- GEGEVENSINVOER:

---------------

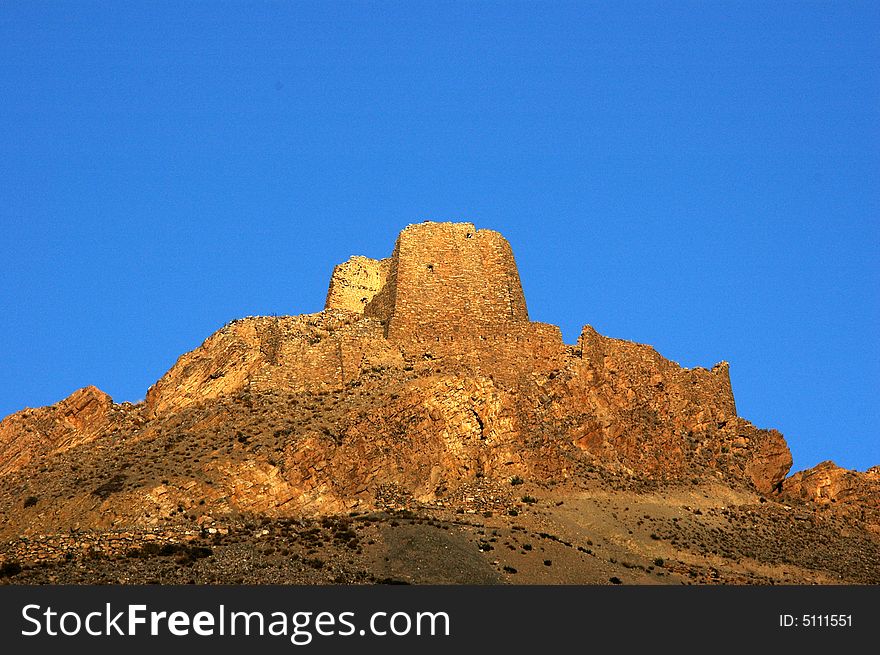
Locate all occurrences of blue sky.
[0,2,880,469]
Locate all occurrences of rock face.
[782,461,880,511]
[0,386,136,475]
[0,223,812,529]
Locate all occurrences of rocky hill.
[0,222,880,583]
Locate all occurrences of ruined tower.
[327,222,529,340]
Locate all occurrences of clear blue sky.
[0,0,880,469]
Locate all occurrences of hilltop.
[0,222,880,583]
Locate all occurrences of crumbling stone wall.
[365,222,529,340]
[324,255,391,313]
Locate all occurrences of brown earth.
[0,223,880,584]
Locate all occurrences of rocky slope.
[0,223,880,582]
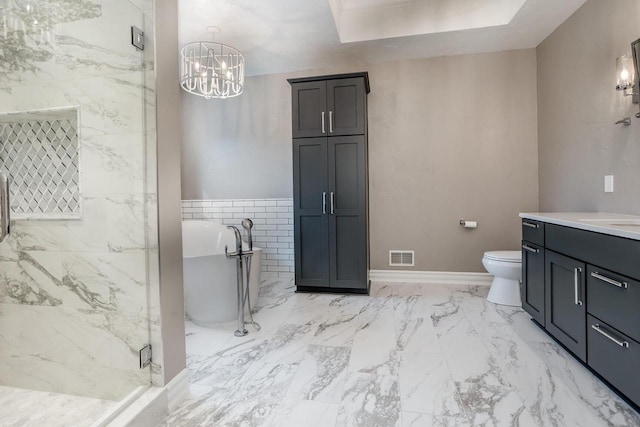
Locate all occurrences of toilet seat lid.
[484,251,522,262]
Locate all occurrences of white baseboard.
[166,368,189,412]
[369,270,493,285]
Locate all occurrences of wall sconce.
[616,55,636,96]
[616,39,640,122]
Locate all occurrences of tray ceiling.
[179,0,586,76]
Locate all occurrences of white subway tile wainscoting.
[182,198,295,279]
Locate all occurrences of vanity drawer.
[587,316,640,405]
[522,218,544,246]
[587,265,640,341]
[544,224,640,280]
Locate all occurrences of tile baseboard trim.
[166,368,189,412]
[369,270,493,286]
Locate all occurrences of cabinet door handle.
[591,323,629,348]
[331,191,336,215]
[573,267,582,305]
[322,191,327,215]
[591,271,629,289]
[329,110,333,133]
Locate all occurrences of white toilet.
[482,251,522,307]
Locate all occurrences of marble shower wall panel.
[0,0,157,400]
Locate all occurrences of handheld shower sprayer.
[242,218,253,251]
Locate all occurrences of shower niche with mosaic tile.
[0,107,82,219]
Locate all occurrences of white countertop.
[520,212,640,240]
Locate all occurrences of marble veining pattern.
[163,279,640,427]
[0,0,155,404]
[0,386,117,427]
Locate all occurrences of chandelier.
[180,41,244,99]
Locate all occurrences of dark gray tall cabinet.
[289,73,369,293]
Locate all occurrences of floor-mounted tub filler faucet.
[224,218,260,337]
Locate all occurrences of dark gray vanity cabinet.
[289,73,369,138]
[522,219,640,406]
[520,220,545,326]
[544,250,587,362]
[289,73,369,293]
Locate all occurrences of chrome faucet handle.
[227,225,242,255]
[242,218,253,251]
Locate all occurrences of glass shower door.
[0,0,155,408]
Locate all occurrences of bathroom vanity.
[520,213,640,406]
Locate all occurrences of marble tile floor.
[163,279,640,427]
[0,386,118,427]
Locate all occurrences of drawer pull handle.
[322,191,327,215]
[573,267,582,305]
[591,271,629,289]
[591,323,629,348]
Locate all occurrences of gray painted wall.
[537,0,640,214]
[182,49,538,271]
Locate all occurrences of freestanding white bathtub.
[182,221,262,326]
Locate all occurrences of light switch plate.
[604,175,613,193]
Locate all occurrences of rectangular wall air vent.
[389,251,414,267]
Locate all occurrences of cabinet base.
[531,318,640,413]
[296,281,371,295]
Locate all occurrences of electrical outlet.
[604,175,613,193]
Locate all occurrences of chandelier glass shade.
[180,42,244,99]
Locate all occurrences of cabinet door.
[293,138,329,287]
[328,135,367,289]
[291,81,329,138]
[545,250,587,362]
[327,78,366,136]
[520,241,545,326]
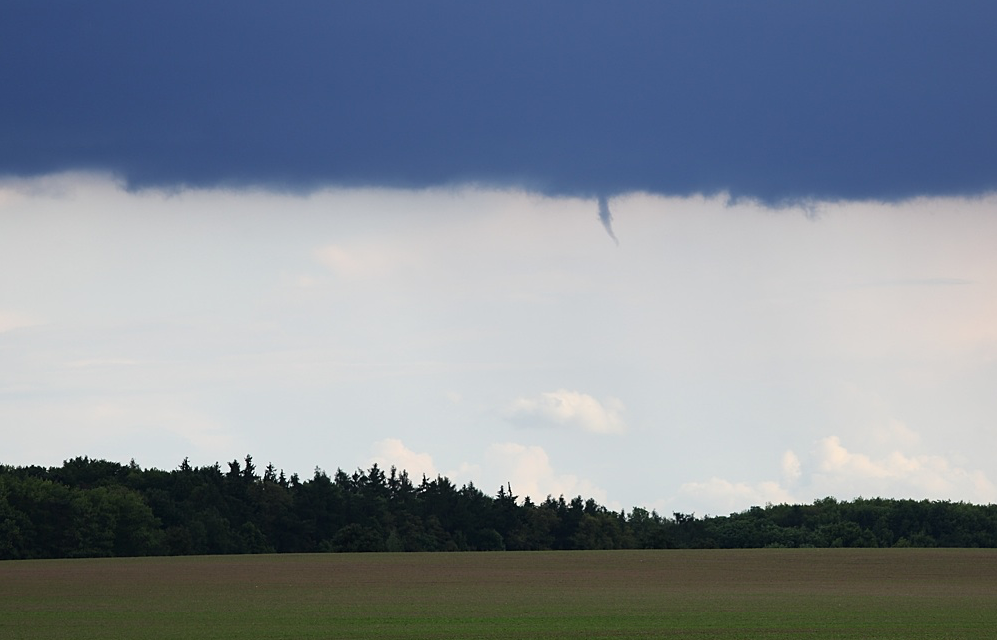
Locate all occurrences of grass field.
[0,549,997,640]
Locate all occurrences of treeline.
[0,456,997,559]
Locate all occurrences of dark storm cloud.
[0,0,997,202]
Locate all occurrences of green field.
[0,549,997,640]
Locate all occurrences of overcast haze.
[0,1,997,515]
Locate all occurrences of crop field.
[0,549,997,640]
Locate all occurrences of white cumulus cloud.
[370,438,438,482]
[485,442,619,509]
[506,389,626,433]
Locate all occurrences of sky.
[0,0,997,515]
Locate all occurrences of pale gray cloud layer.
[0,175,997,514]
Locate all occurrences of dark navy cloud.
[0,0,997,202]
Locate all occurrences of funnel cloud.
[599,196,620,246]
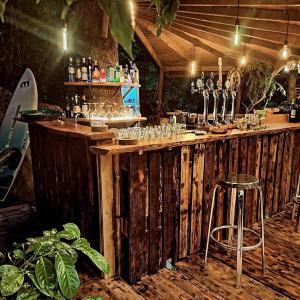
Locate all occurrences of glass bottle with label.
[66,97,71,118]
[289,99,297,123]
[81,95,88,118]
[81,57,88,82]
[68,57,75,82]
[114,64,120,82]
[87,57,93,82]
[93,60,100,82]
[73,94,81,118]
[75,57,81,82]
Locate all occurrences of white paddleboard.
[0,69,38,201]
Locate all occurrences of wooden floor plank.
[76,210,300,300]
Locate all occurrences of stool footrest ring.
[210,225,262,251]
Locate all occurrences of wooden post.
[156,68,164,123]
[98,155,115,278]
[288,71,297,102]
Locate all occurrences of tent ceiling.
[136,0,300,72]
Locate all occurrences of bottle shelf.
[64,82,141,87]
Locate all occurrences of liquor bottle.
[81,57,88,82]
[106,63,114,82]
[87,57,93,82]
[68,57,75,82]
[93,60,100,82]
[120,66,125,82]
[66,97,71,119]
[129,61,135,81]
[132,64,140,84]
[289,99,297,123]
[81,95,89,117]
[100,68,108,82]
[75,57,81,82]
[70,96,75,118]
[114,64,120,82]
[73,94,81,118]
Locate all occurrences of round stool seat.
[218,174,259,190]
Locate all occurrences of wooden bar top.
[90,123,300,155]
[29,120,114,141]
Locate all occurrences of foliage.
[242,62,286,112]
[0,0,179,58]
[151,0,179,36]
[0,223,109,300]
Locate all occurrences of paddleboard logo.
[20,80,29,88]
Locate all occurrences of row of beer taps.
[191,72,237,126]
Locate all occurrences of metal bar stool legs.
[204,174,265,288]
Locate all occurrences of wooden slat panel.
[201,143,217,244]
[216,141,228,240]
[258,135,269,216]
[265,134,278,218]
[244,137,257,226]
[179,147,191,258]
[272,133,285,214]
[162,149,180,265]
[190,144,205,253]
[129,153,148,282]
[284,131,295,205]
[149,151,162,274]
[290,131,300,197]
[227,139,239,227]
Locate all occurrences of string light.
[241,43,247,66]
[279,11,291,60]
[129,0,136,28]
[233,0,241,46]
[191,45,197,78]
[62,24,68,51]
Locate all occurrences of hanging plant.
[0,0,179,58]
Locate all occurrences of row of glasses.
[114,124,186,141]
[86,103,136,120]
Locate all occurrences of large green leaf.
[26,272,54,297]
[97,0,134,58]
[16,285,40,300]
[0,0,8,22]
[35,257,56,290]
[0,265,24,296]
[55,253,80,298]
[63,223,80,238]
[72,238,110,274]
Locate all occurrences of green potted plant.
[0,223,109,300]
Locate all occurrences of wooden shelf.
[64,82,141,87]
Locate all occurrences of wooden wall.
[114,131,300,282]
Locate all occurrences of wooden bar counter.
[30,121,300,282]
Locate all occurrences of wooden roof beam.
[137,18,193,61]
[173,22,300,56]
[172,23,276,64]
[176,17,300,48]
[180,0,300,9]
[135,25,163,69]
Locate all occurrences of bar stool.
[292,174,300,232]
[204,174,265,288]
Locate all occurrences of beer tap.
[221,90,228,124]
[229,90,237,123]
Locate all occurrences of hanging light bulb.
[233,0,241,46]
[240,43,247,66]
[284,64,289,73]
[191,60,196,77]
[62,24,68,51]
[129,0,136,28]
[279,11,291,60]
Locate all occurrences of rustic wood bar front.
[30,121,300,282]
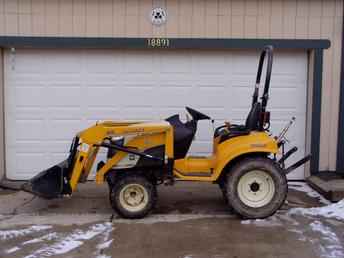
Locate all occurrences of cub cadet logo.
[251,143,266,148]
[123,127,145,133]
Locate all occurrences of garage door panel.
[13,120,44,141]
[45,119,85,140]
[6,87,46,106]
[5,49,307,179]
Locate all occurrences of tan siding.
[0,0,343,173]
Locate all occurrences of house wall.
[0,0,343,179]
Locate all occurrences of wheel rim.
[237,170,275,208]
[119,184,148,212]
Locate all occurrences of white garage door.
[5,49,307,179]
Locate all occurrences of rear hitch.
[284,154,312,174]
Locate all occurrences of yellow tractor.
[22,46,310,218]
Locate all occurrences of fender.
[213,132,278,181]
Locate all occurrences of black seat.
[245,102,262,131]
[214,102,261,143]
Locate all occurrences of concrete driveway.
[0,182,344,258]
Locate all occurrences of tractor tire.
[226,158,288,219]
[219,180,228,204]
[110,175,157,219]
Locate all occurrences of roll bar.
[252,45,273,112]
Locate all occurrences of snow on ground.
[0,225,52,240]
[310,221,344,258]
[25,222,113,258]
[288,182,331,204]
[288,199,344,220]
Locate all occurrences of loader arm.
[21,121,174,199]
[70,121,173,191]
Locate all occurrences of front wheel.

---------------

- OPDRACHT: Herschrijf het stuk materiaal van de regel met "Locate all occurrences of wheel rim." tot en met de regel met "[214,102,261,143]". Vervang daarin "yellow tractor" door "orange tractor" en laat al het andere ongewijzigd.

- CORRECTE UITVOER:
Locate all occurrences of wheel rim.
[237,170,275,208]
[119,184,148,212]
Locate all occurrences of white garage door.
[5,49,307,179]
Locate all occurrences of rear hitch.
[284,154,312,174]
Locate all occurrences of orange tractor.
[22,46,310,218]
Locate all occurrences of fender.
[213,132,278,181]
Locate all occurrences of black seat.
[245,102,262,131]
[214,102,261,143]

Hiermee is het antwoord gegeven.